↓↓↓
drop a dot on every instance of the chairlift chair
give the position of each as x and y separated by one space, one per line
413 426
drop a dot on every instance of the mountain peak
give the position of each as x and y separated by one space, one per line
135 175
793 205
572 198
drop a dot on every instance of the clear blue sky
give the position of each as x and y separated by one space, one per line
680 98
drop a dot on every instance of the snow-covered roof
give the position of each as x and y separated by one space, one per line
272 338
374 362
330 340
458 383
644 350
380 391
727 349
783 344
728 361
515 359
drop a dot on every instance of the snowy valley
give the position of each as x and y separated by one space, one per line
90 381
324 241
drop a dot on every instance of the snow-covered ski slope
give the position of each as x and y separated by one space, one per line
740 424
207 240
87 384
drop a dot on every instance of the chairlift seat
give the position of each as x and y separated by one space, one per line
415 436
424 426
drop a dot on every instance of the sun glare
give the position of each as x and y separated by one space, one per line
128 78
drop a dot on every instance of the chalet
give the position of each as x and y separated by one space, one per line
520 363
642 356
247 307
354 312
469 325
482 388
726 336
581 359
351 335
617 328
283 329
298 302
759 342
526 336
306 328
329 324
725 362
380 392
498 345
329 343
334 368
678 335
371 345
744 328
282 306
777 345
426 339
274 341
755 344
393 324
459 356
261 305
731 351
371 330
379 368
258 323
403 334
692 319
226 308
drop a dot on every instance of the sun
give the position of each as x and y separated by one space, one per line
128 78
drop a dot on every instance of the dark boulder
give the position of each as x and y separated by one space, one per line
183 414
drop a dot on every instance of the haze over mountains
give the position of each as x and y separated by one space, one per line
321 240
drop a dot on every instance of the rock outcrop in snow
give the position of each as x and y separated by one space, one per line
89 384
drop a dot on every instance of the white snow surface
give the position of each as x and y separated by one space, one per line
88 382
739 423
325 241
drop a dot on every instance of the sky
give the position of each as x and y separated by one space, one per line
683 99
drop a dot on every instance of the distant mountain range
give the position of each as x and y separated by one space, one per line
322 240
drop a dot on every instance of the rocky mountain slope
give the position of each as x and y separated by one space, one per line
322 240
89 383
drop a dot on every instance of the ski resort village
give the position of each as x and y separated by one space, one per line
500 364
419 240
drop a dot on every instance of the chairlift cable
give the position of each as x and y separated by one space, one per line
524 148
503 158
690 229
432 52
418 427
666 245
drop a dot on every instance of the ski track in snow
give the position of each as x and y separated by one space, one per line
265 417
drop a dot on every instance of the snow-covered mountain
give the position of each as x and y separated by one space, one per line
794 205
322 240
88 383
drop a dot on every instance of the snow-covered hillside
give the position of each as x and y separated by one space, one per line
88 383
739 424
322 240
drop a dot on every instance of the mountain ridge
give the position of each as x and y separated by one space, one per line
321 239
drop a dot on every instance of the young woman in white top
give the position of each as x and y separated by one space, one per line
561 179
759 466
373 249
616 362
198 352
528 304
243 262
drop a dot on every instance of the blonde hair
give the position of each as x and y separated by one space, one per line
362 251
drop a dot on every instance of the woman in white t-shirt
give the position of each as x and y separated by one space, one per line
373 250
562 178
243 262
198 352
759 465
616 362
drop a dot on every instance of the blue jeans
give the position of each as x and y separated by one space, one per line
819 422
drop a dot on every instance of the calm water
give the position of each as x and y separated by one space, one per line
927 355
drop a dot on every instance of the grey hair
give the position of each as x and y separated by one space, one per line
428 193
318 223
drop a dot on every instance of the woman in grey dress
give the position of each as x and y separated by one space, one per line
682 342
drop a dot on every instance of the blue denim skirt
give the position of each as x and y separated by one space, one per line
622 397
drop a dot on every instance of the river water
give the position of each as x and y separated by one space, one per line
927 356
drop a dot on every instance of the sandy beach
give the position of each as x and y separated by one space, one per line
↑↑↑
# Given exercise
Duplicate the entire listing above, line for line, with no changes.

# Result of this exercise
drop a dot on every instance of the chairlift chair
give the position of each as x and y separated by one space, one per line
413 426
drop a dot on every instance of the mountain peak
give the position of each as x and y separated by one space, one per line
135 175
793 205
572 198
drop a dot on every instance of the clear blue sky
give the position of each as x and y separated by one space, one per line
680 98
drop a dot on every instance of the snow-covered roof
give the position of each as x and y separated by one space, one per line
272 338
374 362
330 340
458 383
644 350
380 391
727 349
783 344
728 361
515 359
drop a dot on every instance of the snowy valley
give the position of each as x and y separated by one space, one per line
90 381
324 241
drop a dot on every instance of the snow-covered ski slope
give the position of each as x and y separated by one space, one per line
740 424
207 240
87 384
drop a dot on every instance of the chairlift seat
give the position of each as x and y separated by one space, one per line
415 436
424 426
drop a dot on every instance of the sun glare
give the position of each as x and y separated by one space, one per line
128 78
drop a dot on every instance of the chalet
give the position of each as x and y separated by one space, one per line
520 363
642 356
247 307
354 312
469 325
482 388
726 336
581 359
351 335
617 328
283 329
298 302
759 342
526 336
306 328
329 324
725 362
380 392
498 345
329 343
334 368
678 335
371 345
744 328
282 306
777 345
426 339
274 341
755 344
393 324
459 356
261 305
731 351
371 330
379 368
258 323
403 334
692 319
226 308
drop a dot on every instance of the sun
give the position of each as x and y separated by one space, one per line
128 78
drop a dot on every instance of the dark boulder
give the position of each as x and y separated by one space, one per line
183 414
drop a dot on every instance of the haze over mountains
give the position of each as x and y separated by one space, one per line
321 240
drop a dot on every instance of the rock outcrop in snow
give the position of each as x and y separated by one space, one per line
89 384
drop a dot on every instance of the white snow surface
give the position of each as x and y separated by one space, one per line
88 382
739 423
325 241
drop a dot on every instance of the sky
give the position of each as x and y separated by one space, one per line
683 99
drop a dot on every instance of the distant mountain range
give the position of each as x and y separated by one space, one per line
322 240
drop a dot on every instance of the rocky mountain slope
give the position of each as x and y separated by one space, one per line
322 240
89 383
drop a dot on every instance of the ski resort village
give the position of each as x and y separated by one space, one per line
500 364
419 240
drop a dot on every instance of the chairlift cable
give the position of each as x and y separated by one space, one per line
524 148
503 158
690 229
432 52
418 427
666 245
drop a dot on every instance of the ski track in snow
give the position of each as x and y separated by one space, one per line
265 417
drop a dot on every instance of the snow-covered mountain
give the position of each as x and y separated by one space, one per line
794 205
322 240
88 383
drop a dot on every instance of the snow-covered hillside
give the position of each as x and y separated by one space, one per line
88 383
739 424
322 240
drop a dot on every instance of the mountain ridge
give the position of each as x and y separated by one space, one per line
321 239
drop a dot on every instance of the young woman in white top
give the position of each as x and y separated by one space, one per line
561 179
759 466
373 249
616 362
198 352
528 304
243 262
drop a dot on every instance of the blonde hair
give the position of each as x and y separated by one space, one per line
362 251
drop a dot on every instance of the woman in white t-shirt
give the position of each as x and y separated by one space, one per line
373 250
562 178
243 262
198 352
759 465
616 362
drop a dot on every instance of the blue jeans
give the position of each as x and y separated by one space, one per line
819 422
drop a dot on every instance of the calm water
give the position of each as x and y separated by one space, one per line
927 355
drop a dot on every instance of the grey hair
give the position of each as x and y separated by one space, one per line
428 193
318 223
drop a dot on every instance of the woman in grey dress
give the position of each as x and y separated by one space, one per line
682 342
drop a dot on every instance of the blue denim skirt
give the position of each as x and y separated by one space, one per line
622 397
drop a dot on every instance of the river water
give the position of each as x and y separated by one space, one per line
927 356
drop a dot on every instance of the sandy beach
give the position of each as x and y separated by one space, one per line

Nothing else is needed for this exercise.